Point localization data:
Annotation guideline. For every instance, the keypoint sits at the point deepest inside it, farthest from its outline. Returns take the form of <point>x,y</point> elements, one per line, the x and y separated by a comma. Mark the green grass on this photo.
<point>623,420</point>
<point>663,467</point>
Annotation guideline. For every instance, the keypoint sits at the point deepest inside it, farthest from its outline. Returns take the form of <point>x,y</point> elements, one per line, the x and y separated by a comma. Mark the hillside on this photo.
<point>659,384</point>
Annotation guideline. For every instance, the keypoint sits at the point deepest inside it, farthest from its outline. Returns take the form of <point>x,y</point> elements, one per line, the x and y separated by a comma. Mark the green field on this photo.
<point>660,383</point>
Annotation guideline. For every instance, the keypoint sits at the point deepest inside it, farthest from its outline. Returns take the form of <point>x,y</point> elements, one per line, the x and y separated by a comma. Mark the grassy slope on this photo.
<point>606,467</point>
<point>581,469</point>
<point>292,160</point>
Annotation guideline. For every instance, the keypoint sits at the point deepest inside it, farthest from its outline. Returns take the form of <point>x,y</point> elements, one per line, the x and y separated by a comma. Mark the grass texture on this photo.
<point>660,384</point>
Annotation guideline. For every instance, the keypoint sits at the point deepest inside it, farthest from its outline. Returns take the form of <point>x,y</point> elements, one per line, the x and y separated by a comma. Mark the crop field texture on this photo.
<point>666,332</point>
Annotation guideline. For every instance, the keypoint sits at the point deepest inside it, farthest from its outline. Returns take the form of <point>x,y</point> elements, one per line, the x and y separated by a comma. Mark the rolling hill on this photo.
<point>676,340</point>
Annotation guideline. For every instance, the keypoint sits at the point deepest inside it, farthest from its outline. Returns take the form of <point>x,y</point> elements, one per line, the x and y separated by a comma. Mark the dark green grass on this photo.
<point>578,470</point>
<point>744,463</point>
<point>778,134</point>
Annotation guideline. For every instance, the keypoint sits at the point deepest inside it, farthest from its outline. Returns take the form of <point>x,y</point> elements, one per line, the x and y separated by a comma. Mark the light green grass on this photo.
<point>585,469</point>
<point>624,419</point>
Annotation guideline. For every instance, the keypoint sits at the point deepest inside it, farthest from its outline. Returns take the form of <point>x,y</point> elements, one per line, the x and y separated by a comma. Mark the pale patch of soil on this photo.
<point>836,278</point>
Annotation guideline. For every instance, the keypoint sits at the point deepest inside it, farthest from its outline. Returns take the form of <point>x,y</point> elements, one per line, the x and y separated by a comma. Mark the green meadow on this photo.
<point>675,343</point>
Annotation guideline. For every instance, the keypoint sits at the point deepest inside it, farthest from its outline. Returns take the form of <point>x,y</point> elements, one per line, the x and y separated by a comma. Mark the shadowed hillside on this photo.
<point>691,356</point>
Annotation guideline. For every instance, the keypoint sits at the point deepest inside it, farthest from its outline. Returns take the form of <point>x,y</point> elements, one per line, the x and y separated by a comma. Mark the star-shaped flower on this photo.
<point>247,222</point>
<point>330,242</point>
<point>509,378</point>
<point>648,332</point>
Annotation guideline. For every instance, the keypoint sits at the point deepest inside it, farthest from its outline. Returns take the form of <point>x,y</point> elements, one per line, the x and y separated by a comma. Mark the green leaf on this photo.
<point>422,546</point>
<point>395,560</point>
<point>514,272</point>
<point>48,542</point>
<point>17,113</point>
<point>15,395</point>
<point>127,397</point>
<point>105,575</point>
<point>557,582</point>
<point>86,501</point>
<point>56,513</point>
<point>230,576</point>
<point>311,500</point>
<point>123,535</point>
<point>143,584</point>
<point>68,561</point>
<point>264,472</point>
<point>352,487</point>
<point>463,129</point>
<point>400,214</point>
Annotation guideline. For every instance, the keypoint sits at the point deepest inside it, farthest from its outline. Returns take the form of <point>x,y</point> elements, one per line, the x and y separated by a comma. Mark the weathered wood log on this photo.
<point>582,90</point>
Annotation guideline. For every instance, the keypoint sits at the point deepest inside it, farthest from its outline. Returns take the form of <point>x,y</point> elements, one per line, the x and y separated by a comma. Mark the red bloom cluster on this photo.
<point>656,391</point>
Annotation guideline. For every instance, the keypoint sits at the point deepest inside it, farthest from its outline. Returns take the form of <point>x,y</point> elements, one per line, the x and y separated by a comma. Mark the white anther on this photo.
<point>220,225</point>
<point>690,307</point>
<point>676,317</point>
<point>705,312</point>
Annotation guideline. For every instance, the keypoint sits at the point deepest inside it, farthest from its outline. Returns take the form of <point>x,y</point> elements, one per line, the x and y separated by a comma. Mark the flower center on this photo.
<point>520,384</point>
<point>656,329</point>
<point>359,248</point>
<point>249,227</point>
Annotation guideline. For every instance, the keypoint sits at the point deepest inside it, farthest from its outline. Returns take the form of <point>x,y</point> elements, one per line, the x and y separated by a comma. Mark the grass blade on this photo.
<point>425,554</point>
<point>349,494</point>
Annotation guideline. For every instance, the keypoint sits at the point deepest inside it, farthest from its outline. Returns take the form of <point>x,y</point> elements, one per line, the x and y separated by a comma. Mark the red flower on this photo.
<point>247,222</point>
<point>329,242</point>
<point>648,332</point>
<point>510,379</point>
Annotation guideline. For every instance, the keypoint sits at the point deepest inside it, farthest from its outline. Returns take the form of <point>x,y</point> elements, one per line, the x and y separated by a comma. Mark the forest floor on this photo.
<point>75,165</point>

Directions
Restate every record above, exactly, in full.

Task output
Annotation guideline. For every instance, the keypoint sits at the point deepest inside it, farthest from its outline. Returns take the form of <point>x,y</point> elements, one per line, the x and y separated by a comma. Mark the green grass on this photo.
<point>623,420</point>
<point>663,467</point>
Annotation guideline. For every instance, the keypoint sits at the point deepest inside it, farthest from its outline. Returns take the form of <point>x,y</point> elements, one per line, the x and y separated by a comma. Mark the hillside on this photo.
<point>659,384</point>
Annotation guideline. For every instance, the keypoint sits at the point deepest inside it, farthest from its outline. Returns take the form of <point>x,y</point> elements, one per line, the x and y separated by a comma. Mark the green field on this photo.
<point>660,383</point>
Annotation guideline. For every instance, the keypoint sits at the point deepest inside it, farthest from its outline. Returns take the form of <point>x,y</point> elements, one per line, the x and y separated by a comma. Mark the grassy slope on this photo.
<point>606,467</point>
<point>581,469</point>
<point>292,160</point>
Annotation guideline. For every instance, the keypoint sits at the point deepest inside it, farthest from its outline. Returns take the form of <point>x,y</point> elements, one per line, the x and y separated by a comma. Mark the grass texture on this photo.
<point>660,384</point>
Annotation guideline. For every instance, the keypoint sits at the point deepest inside it, farthest from its outline. Returns take the form of <point>x,y</point> elements, one per line, the x and y separated by a comma. Mark the crop field texture on this photo.
<point>666,332</point>
Annotation guideline. For every instance, the keypoint sits at the point deepest inside it, farthest from its outline. Returns take the form of <point>x,y</point> elements, one per line, the x and y separated by a comma. Mark the rolling hill on this photo.
<point>676,340</point>
Annotation guideline. For every instance, the keypoint sits at the point deepest inside it, farthest from its outline. Returns take the form of <point>x,y</point> elements, one per line, the x and y separated by a comma. Mark the dark green grass on this photo.
<point>578,470</point>
<point>744,463</point>
<point>778,134</point>
Annotation guideline. For every instance, the keypoint sits at the point deepest inside it, farthest from its outline. Returns take the form of <point>x,y</point> elements, one per line, the x and y separated by a comma. Mark the light green grass on this photo.
<point>585,469</point>
<point>624,419</point>
Annotation guideline. For every instance, the keypoint sits at the point deepest inside it, farthest from its outline. Returns take the form of <point>x,y</point> elements, one per line, the x and y separated by a comma. Mark the pale patch of soil on this photo.
<point>836,278</point>
Annotation guideline. For every instance, the keypoint sits at the point deepest inside it, farthest from its outline. Returns take the form of <point>x,y</point> elements, one per line, the x and y separated by a comma. Mark the green meadow on this photo.
<point>675,343</point>
Annotation guideline. For every instance, the keypoint sits at the point deepest inside it, farthest from its outline. Returns take the form of <point>x,y</point> elements, one per line, the x and y separated by a comma. Mark the shadowed hillside on this photo.
<point>691,356</point>
Annotation guideline. For every instance, the keypoint sits at the point deepest inside it, farthest from its outline. Returns take the form of <point>x,y</point> elements, one per line, the x and y separated by a comma. Mark the star-shaped flower on this photo.
<point>247,222</point>
<point>330,242</point>
<point>509,378</point>
<point>648,332</point>
Annotation guideline. For every instance, the keypoint sits at the point deepest inside it, farthest from its outline. Returns take the form of <point>x,y</point> elements, one per line, the x and y separated by a comma. Mark the green leaf on this photo.
<point>422,546</point>
<point>395,560</point>
<point>514,272</point>
<point>48,542</point>
<point>17,113</point>
<point>15,395</point>
<point>127,397</point>
<point>105,575</point>
<point>557,582</point>
<point>86,501</point>
<point>56,513</point>
<point>230,576</point>
<point>311,500</point>
<point>123,535</point>
<point>143,584</point>
<point>68,561</point>
<point>264,472</point>
<point>352,487</point>
<point>463,129</point>
<point>400,214</point>
Annotation guideline. For every instance, the keypoint sits at the point deepest inside it, farthest from its outline. Returns take the form of <point>x,y</point> elements, one per line, the x and y separated by a comma. Mark the weathered wood log on this photo.
<point>582,90</point>
Annotation guideline. For every instance, the keypoint sits at the point deepest inside it, farthest from its outline. Returns take the form of <point>x,y</point> elements, one per line, the x and y separated by a comma. Mark the red bloom cluster on this photo.
<point>656,391</point>
Annotation guideline. For every instance, the keypoint sits at the point deepest inside it, farthest from its outline. Returns take the form of <point>x,y</point> elements, one per line, the x and y separated by a comma. Mark the white anther on this photo.
<point>220,225</point>
<point>690,307</point>
<point>676,317</point>
<point>705,312</point>
Annotation guideline. For every instance, the keypoint sits at the point deepest inside it, farthest from its outline. Returns take the form of <point>x,y</point> elements, one per line, the x and y separated by a comma. Mark the flower center on this photo.
<point>520,384</point>
<point>656,329</point>
<point>359,248</point>
<point>249,227</point>
Annotation guideline. For every instance, the keypoint sits at the point deepest inside it, farthest from its outline. Returns take the form of <point>x,y</point> elements, one per line, the x and y separated by a comma. Mark the grass blade on this photo.
<point>425,554</point>
<point>349,494</point>
Annotation guideline. For every instance, the keypoint sits at the point deepest inside it, farthest from its outline. Returns take the form of <point>x,y</point> elements, one per line, the x and y separated by a comma. Mark the red flower on this photo.
<point>247,222</point>
<point>329,242</point>
<point>648,332</point>
<point>510,379</point>
Annotation guideline. For every instance, the keypoint sits at the point deepest inside it, farthest from its outline. Returns take the form of <point>x,y</point> elements, one per line, the x and y separated by a comma. Mark the forest floor on this photo.
<point>75,165</point>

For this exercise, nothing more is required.